▶ **What the task asks**
Retype only the lines below from the one with "microphone in the image above." to the one with "wall in the image above.", inclusive, skipping every image.

▶ **Stored data**
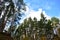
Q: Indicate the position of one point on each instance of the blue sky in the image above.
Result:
(51, 7)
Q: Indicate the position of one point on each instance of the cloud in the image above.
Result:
(32, 13)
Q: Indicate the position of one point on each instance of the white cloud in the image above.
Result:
(32, 13)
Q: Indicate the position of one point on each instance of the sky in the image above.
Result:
(50, 7)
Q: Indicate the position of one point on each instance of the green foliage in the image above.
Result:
(39, 28)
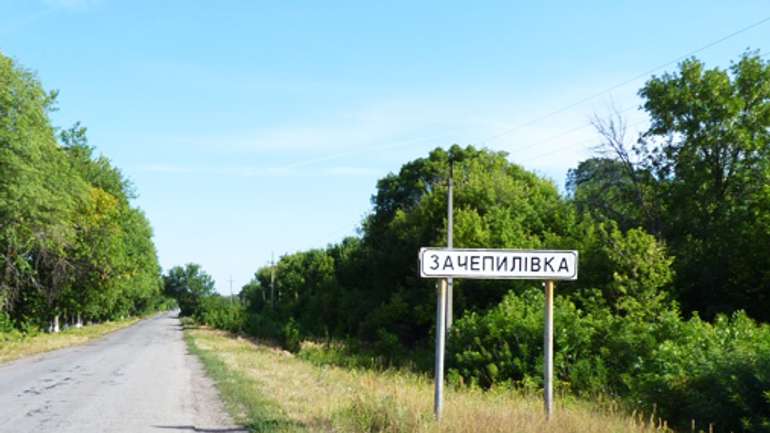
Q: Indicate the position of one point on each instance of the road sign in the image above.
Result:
(546, 265)
(498, 264)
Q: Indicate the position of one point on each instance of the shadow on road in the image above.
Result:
(192, 428)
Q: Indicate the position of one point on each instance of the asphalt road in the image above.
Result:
(139, 379)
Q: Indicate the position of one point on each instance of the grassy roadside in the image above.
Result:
(269, 390)
(45, 342)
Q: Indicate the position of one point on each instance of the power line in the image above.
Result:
(586, 125)
(623, 83)
(560, 148)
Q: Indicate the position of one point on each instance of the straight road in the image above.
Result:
(139, 379)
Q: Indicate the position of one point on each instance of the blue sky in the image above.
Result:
(252, 128)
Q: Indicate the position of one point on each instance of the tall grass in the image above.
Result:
(301, 396)
(20, 345)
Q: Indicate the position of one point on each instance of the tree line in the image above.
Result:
(670, 309)
(72, 246)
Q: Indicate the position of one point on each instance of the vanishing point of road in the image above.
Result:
(139, 379)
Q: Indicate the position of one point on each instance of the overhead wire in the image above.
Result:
(624, 83)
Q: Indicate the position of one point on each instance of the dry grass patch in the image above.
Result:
(306, 397)
(26, 346)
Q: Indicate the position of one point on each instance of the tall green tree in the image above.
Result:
(188, 285)
(697, 179)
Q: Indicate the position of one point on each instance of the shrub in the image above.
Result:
(221, 313)
(714, 373)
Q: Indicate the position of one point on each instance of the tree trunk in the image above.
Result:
(55, 324)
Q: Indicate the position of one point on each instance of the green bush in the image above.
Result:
(291, 336)
(681, 369)
(221, 313)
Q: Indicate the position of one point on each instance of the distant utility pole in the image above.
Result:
(450, 229)
(232, 299)
(272, 281)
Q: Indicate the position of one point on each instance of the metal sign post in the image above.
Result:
(545, 265)
(438, 400)
(548, 351)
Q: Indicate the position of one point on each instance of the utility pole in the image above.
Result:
(450, 229)
(272, 281)
(232, 299)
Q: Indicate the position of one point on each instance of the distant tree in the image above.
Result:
(188, 285)
(697, 179)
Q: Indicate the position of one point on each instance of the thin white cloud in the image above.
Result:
(256, 171)
(71, 4)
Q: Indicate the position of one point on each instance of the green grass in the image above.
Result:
(241, 394)
(270, 390)
(21, 346)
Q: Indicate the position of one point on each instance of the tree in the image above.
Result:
(188, 285)
(697, 179)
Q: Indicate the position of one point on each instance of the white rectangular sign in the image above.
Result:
(498, 264)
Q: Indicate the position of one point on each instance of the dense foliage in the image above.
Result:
(674, 226)
(698, 179)
(71, 243)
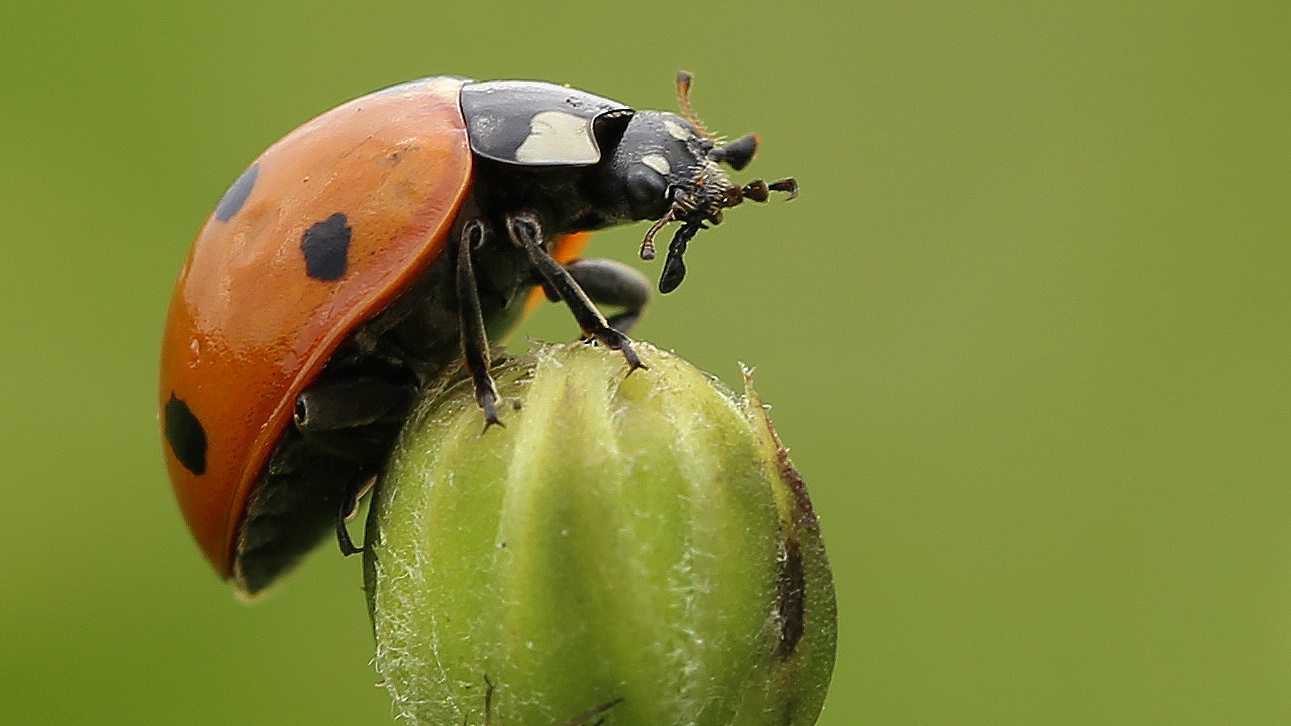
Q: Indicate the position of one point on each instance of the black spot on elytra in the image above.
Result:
(236, 194)
(325, 247)
(790, 598)
(186, 435)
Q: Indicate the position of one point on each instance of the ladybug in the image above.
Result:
(376, 246)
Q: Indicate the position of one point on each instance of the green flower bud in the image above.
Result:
(631, 549)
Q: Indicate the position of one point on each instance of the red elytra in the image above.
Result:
(244, 371)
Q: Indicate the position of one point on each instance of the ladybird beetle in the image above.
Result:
(380, 243)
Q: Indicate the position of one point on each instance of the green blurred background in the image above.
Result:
(1026, 332)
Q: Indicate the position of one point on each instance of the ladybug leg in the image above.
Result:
(346, 512)
(527, 233)
(474, 337)
(608, 282)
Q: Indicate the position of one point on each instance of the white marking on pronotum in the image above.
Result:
(677, 129)
(657, 162)
(557, 137)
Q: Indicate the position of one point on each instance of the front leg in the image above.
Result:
(608, 282)
(527, 233)
(471, 318)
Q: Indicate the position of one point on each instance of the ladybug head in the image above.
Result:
(669, 167)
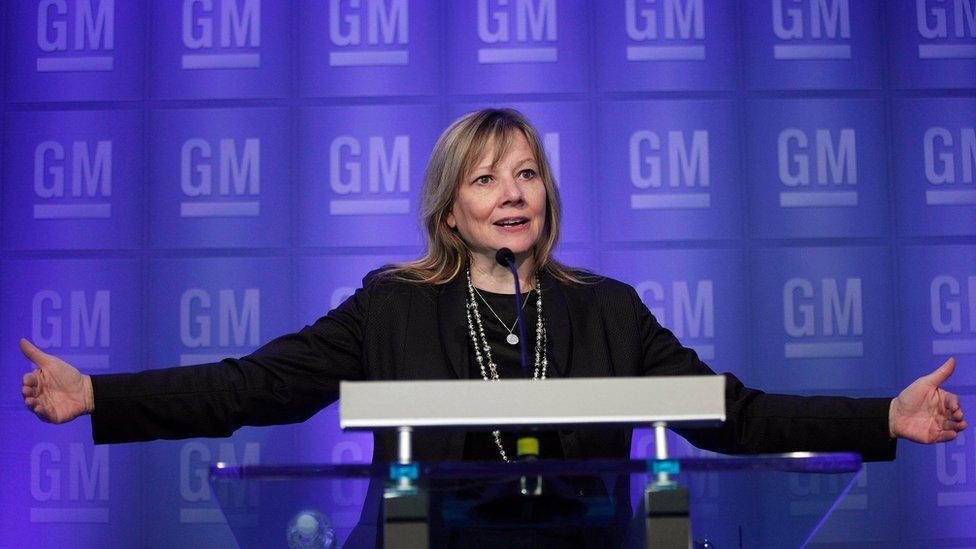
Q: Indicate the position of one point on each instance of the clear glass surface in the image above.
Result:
(751, 501)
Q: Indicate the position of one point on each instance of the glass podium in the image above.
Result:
(721, 502)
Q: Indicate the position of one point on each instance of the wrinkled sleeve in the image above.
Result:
(758, 422)
(285, 381)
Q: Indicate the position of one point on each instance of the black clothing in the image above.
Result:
(394, 330)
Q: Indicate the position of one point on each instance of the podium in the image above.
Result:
(714, 501)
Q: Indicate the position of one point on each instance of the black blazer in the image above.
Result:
(397, 330)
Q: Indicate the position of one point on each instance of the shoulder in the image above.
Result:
(599, 286)
(383, 283)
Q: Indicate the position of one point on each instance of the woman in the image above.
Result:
(449, 315)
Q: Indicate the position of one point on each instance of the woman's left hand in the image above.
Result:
(926, 413)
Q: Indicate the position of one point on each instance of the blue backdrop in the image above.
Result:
(789, 184)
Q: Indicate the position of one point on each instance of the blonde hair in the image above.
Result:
(462, 144)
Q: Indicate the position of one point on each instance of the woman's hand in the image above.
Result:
(924, 412)
(56, 391)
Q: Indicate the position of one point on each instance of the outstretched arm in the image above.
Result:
(55, 390)
(926, 413)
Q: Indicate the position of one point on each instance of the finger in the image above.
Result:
(946, 436)
(943, 372)
(950, 425)
(951, 401)
(32, 353)
(30, 379)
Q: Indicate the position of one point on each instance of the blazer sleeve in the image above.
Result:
(285, 381)
(757, 422)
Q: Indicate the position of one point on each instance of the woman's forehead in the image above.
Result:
(490, 148)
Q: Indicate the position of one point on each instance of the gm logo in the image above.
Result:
(677, 30)
(77, 35)
(950, 158)
(953, 470)
(550, 144)
(827, 309)
(74, 324)
(812, 494)
(195, 461)
(812, 29)
(824, 159)
(952, 307)
(347, 493)
(943, 24)
(69, 482)
(227, 36)
(517, 31)
(236, 166)
(659, 167)
(229, 320)
(687, 309)
(370, 32)
(369, 176)
(74, 179)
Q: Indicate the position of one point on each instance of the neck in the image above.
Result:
(488, 275)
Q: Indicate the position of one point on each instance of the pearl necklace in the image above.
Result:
(482, 350)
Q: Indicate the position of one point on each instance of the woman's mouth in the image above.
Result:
(511, 222)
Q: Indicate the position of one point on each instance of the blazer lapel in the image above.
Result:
(555, 312)
(453, 324)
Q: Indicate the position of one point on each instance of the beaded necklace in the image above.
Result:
(482, 350)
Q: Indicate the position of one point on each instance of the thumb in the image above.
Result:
(32, 353)
(942, 373)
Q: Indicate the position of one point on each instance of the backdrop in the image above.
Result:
(789, 184)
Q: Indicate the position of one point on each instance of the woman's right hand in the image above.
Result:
(56, 391)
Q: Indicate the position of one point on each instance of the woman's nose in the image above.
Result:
(512, 190)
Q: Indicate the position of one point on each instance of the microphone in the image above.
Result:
(506, 258)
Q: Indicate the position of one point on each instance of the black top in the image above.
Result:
(480, 445)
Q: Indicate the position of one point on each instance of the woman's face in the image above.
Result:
(501, 205)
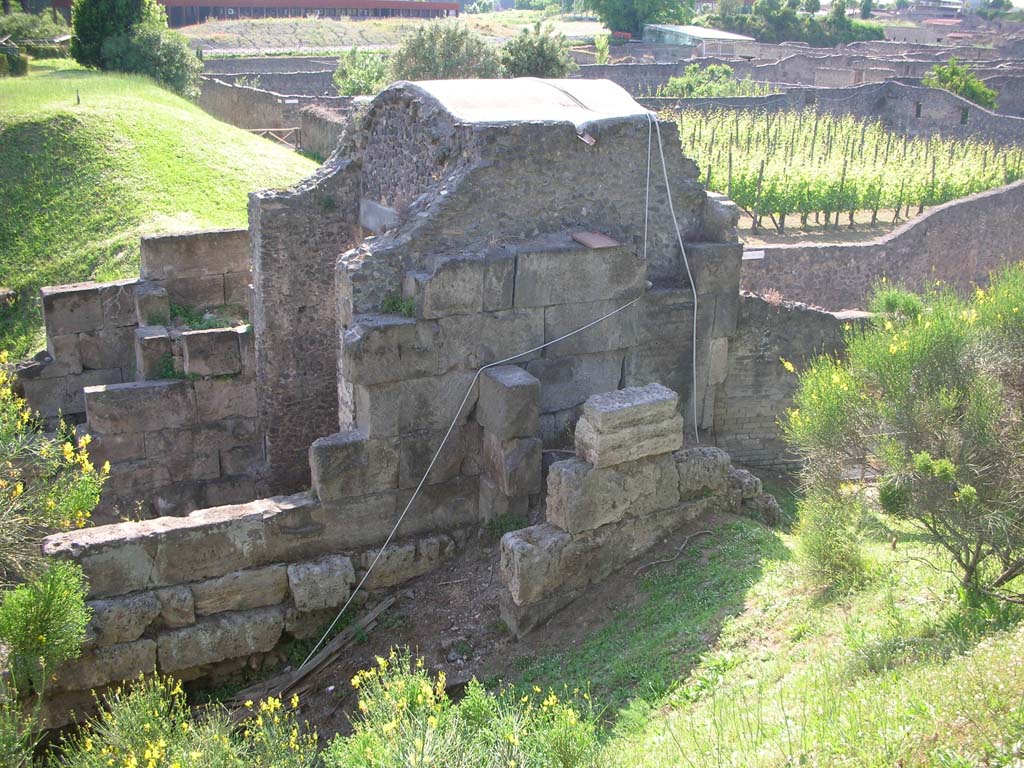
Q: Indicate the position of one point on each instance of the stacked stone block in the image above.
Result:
(205, 594)
(628, 487)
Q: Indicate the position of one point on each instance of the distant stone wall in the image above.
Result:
(757, 388)
(952, 243)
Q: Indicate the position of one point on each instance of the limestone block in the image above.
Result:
(213, 352)
(176, 451)
(702, 471)
(116, 446)
(582, 497)
(118, 300)
(510, 402)
(565, 382)
(628, 425)
(617, 332)
(495, 504)
(380, 348)
(513, 465)
(153, 352)
(200, 292)
(415, 404)
(219, 637)
(400, 562)
(177, 607)
(252, 588)
(322, 584)
(107, 665)
(140, 406)
(72, 308)
(456, 287)
(153, 307)
(225, 398)
(417, 450)
(122, 620)
(571, 273)
(349, 464)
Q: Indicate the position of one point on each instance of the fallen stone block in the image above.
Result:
(510, 402)
(252, 588)
(219, 637)
(582, 497)
(349, 464)
(322, 584)
(513, 465)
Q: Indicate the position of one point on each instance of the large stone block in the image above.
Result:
(72, 308)
(513, 465)
(628, 425)
(616, 332)
(379, 348)
(107, 665)
(212, 352)
(122, 620)
(140, 406)
(582, 497)
(561, 275)
(702, 471)
(322, 584)
(349, 464)
(225, 398)
(252, 588)
(414, 406)
(565, 382)
(219, 637)
(510, 402)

▶ **The completed task**
Q: Indicate the position of one point on each instance of the microphone in the image above.
Result:
(506, 258)
Q: Indicate the position of one point on each instance of the black top in the image above.
Result:
(480, 445)
Q: Indicate the position of one point on each instance of the woman's face in the image above.
Result:
(501, 205)
Q: Indicate the position of one point on each instance of the stacked stone block in the image above.
Result:
(205, 594)
(628, 487)
Q: Indicate the position of one point on each instance of the distant stone wall in the image above.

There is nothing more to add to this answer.